> _What to do_: Copy out each of the records below word for word, keeping every line and character the same.
━━━
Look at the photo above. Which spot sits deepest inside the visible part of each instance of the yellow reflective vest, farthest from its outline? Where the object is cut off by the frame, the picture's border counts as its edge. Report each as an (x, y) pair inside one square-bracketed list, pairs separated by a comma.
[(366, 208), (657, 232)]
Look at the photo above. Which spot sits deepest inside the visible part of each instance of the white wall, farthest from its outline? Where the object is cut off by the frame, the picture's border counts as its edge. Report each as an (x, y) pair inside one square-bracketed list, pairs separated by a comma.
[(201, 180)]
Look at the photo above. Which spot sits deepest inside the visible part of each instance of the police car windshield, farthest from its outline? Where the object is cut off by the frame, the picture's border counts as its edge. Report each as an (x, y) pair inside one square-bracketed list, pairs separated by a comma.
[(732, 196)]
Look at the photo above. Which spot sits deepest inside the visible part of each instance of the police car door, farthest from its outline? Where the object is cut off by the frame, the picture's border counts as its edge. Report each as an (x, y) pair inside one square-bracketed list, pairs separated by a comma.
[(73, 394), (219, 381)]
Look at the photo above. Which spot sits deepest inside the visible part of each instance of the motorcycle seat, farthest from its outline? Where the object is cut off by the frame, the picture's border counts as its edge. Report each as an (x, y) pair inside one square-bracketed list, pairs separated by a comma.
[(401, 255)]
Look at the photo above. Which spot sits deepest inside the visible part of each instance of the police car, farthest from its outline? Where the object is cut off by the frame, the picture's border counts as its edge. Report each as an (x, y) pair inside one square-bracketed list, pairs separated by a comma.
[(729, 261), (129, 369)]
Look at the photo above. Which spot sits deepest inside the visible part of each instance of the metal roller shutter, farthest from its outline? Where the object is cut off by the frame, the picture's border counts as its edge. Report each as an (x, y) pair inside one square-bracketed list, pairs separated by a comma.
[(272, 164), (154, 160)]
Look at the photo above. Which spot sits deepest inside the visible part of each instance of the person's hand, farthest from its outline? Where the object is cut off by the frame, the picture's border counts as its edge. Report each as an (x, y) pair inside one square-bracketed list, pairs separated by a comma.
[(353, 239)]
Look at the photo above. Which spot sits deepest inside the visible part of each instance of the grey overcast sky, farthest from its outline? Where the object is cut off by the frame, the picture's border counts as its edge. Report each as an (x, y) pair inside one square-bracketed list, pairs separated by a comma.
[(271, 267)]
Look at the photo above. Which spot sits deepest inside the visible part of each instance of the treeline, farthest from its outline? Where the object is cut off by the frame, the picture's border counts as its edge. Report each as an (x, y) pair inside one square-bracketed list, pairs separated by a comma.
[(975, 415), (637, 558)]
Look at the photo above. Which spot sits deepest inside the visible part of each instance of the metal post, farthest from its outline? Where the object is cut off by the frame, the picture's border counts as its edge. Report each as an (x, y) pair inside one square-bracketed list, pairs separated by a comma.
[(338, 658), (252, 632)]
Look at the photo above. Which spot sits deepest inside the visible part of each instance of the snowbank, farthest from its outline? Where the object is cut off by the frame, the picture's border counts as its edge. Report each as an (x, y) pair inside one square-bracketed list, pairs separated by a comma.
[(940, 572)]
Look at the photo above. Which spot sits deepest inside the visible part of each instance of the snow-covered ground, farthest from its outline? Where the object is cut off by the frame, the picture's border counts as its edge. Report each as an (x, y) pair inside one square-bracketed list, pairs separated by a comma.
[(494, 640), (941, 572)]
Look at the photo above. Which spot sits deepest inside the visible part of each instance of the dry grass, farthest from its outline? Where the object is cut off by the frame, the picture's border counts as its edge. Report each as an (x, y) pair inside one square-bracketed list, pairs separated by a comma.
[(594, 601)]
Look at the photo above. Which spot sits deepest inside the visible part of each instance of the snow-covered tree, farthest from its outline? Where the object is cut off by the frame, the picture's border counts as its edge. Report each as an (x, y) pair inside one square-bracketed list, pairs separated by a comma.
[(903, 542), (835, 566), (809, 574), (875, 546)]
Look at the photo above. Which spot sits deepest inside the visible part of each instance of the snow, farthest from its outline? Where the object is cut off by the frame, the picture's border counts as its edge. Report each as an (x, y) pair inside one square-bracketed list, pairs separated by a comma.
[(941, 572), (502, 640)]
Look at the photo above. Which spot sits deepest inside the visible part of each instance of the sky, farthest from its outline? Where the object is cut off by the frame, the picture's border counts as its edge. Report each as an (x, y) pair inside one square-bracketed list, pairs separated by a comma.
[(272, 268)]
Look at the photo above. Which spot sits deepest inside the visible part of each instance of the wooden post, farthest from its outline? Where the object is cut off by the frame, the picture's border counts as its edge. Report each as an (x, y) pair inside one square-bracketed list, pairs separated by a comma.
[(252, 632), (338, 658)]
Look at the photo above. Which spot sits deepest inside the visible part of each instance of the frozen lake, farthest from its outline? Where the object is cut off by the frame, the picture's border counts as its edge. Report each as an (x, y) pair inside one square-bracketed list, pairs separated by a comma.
━━━
> _Exercise output_:
Look at the photo above. Which spot sits deepest inside the visible part of each instance of the yellow reflective vest, farthest from its outline? Where the object is cut off by the frame, the picture's border counts as its edge. Report each as an (x, y) pair inside one square-bracketed list, pairs separated by a comma.
[(366, 208), (657, 232)]
Look at the photo above. Which spot sits deepest inside the visible part of each instance of the white wall, farthest from its outline? Where the object is cut off by the frame, the picture's border counts as its edge. Report each as an (x, y) pair inside one square-bracketed list, pairs separated by a comma.
[(201, 180)]
Look at the photo above. Which spot sits deepest inside the visible part of each instance of the police car windshield, farthest from its outline? Where the object is cut off by the frame, the picture's border counts as its edge. Report each as an (x, y) pair inside one square-bracketed list, pairs separated by a comma.
[(732, 196)]
Look at the photo above. Which spot sits deepest inside the visible part of each instance of the police car door, farthest from its outline? Where the object is cut off by the frame, the picture's border counts as its edge. Report each as an (x, y) pair inside one square-bracketed list, pairs separated by a comma.
[(73, 394), (219, 381)]
Look at the photo above. Which spot sits deepest inside the visible part of each instance of the motorcycle seat, farthest from its outline? Where the object is cut off by the frame, the picture's border counts as its edge. Report each as an (x, y) pair inside one square-bracketed list, pairs separated by a comma.
[(401, 255)]
Look at the photo above. Which spot sits deepest inside the visible part of each instance of the police car, farthest from its outline? Where the object is cut off by the frame, the picture's border counts as its edge. Report each as an (x, y) pair inside one square-bracketed list, pairs separated by a comma.
[(729, 261), (129, 369)]
Look at the photo above. Which spot sits deepest inside the visible part of each instance of the metal roller shutter, farthest from its outline? Where the object is cut off by the frame, the picture's border counts as its edge. Report each as an (x, y) pair inside one square-bracketed list, pairs separated by a comma.
[(272, 164), (154, 160)]
Look at the photo above. Which spot sits deepest inside the visible part of each instance of the person's hand, farthest from its outline? Where the object is cut off by the frame, the picture's border counts as its edge. Report each as an (x, y) pair inside one square-bracketed list, pairs separated by a comma.
[(353, 239)]
Look at the photo above. Which spot sits deepest inside the visible part of each instance of the grey overcast sky, farthest from its outline? Where the object is cut off by the frame, the picture's border counts as its edge. Report each as an (x, y) pair inside one square-bracketed list, pairs separated by a comma.
[(271, 267)]
Look at the photo above. Which spot sits deepest inside the visible part of each instance of the treeline, farthest from its outline? Where the object is cut off by the frame, the picture's border counts as its edge. Report each as an (x, y) pair inside one square-bracketed list, pairs separated by a comma.
[(975, 415), (637, 558)]
Look at the photo above. Which spot sits deepest inside the visible part of each instance of the metal post, farthest from its outline? Where the object is cut off by the frame, the picture's border counts as its edge. Report each as an (x, y) pair inside one square-bracketed list, pairs separated by a comma.
[(338, 658), (252, 632)]
Look at the photo above. Which spot sits deepest inside the visible part of each instance of the snowbank, farthest from its outline? Where the object is cut off by the frame, the picture's border counts as its edge. Report each as an (x, y) pair inside one square-bracketed list, pairs separated by a comma.
[(940, 572)]
Look at the photo above. Which spot sits deepest inside the visible part of each instance of the snow-covered ground, farthest from its outline? Where the object is cut off by the frame, the picture's border counts as its edge. Report each as an (x, y) pair inside one square-bracketed list, pairs separated by a comma.
[(494, 640), (941, 572)]
Look at the photo above. Which spot sits deepest inside the visible part of each instance of the dry grass, farthest from its outline? Where the object is cut off by the frame, the picture's border counts as its edge. Report each as an (x, y) pair inside one square-bracketed list, pairs separated by a comma.
[(594, 601)]
Look at the photo above. Which spot sits deepest inside the visible part of each instance of the snow-covered tree, farthest from its outline? Where the object is cut off by the frame, the picture's border counts as its edge. Report each as an (x, y) pair inside one square-bracketed list, pairs separated by a comma.
[(903, 542), (835, 566), (809, 574), (875, 546)]
Look at the photo above. Which spot sits deepest inside the visible part of each instance of the snow, farthest from its outline? Where the object is cut off by the frame, the picture's border counts as its edge. Report each as an (x, y) pair inside one square-bracketed list, pairs separated by a comma.
[(941, 572), (502, 640)]
Look at the photo above. Which spot sits deepest inside the visible part of each instance of the sky, farthest from its outline? Where the object is cut off by the frame, the picture's border counts as its edge. Report each as an (x, y) pair inside one square-bracketed list, pairs separated by a comma.
[(272, 268)]
Look at the photo above. Which spot sits deepest inside the visible part of each instance of the wooden post, farthest from its outline? Where the object is cut off by the frame, the picture's border counts as its edge. Report each as an (x, y) pair inside one square-bracketed list, pairs separated by a comma.
[(252, 632), (338, 658)]
Look at the photo above. Which spot sits deepest inside the visible part of each instance of the frozen lake, farthest from its outline? Where the object is cut off by the frame, the picture's border counts as its edge. Report each as an (x, y) pair inside one square-bracketed list, pairs separated by a comma.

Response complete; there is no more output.